Start of Materials provided

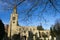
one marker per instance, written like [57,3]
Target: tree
[33,7]
[40,27]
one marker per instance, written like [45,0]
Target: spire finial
[15,9]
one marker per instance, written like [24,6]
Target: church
[28,32]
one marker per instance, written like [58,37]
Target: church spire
[15,9]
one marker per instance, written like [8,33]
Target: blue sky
[48,14]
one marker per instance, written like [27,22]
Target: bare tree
[34,6]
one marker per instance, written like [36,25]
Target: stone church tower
[13,23]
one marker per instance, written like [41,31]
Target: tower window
[13,18]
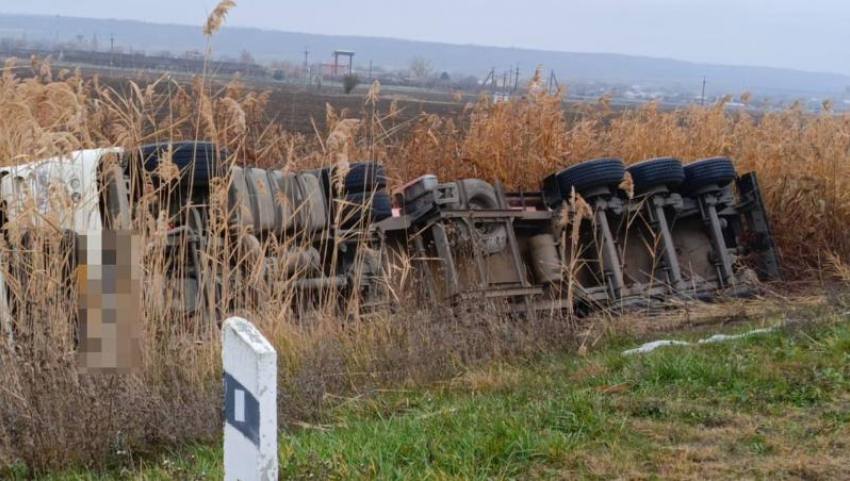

End of Materials provided

#### Brief:
Retype the lines exactly as they appear, beginning with the line that contains "one marker per instance, written like [41,31]" and ending with the final line of the entries, and omit the pictures.

#### Exercise output:
one marker per instance, written like [41,31]
Target: tower window
[13,18]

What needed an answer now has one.